WHAT IS BEING ASKED: Whenever a line in the material below includes "gold", copy that line.

DATA SUPPLIED:

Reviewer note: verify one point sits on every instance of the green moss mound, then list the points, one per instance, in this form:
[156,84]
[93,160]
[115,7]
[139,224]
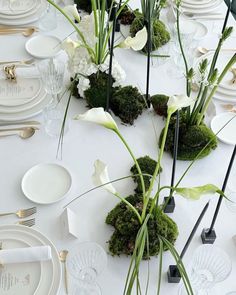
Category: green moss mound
[147,166]
[159,103]
[96,95]
[127,225]
[192,139]
[127,103]
[87,6]
[160,35]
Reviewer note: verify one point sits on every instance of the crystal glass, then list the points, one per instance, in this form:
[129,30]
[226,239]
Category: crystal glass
[209,266]
[52,74]
[48,20]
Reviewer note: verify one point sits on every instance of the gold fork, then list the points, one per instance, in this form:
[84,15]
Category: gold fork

TASK RESULT:
Reviewer note: verify one point sits on every instance of the gold fork, then list the points, one per instance, in this form:
Category: gold fork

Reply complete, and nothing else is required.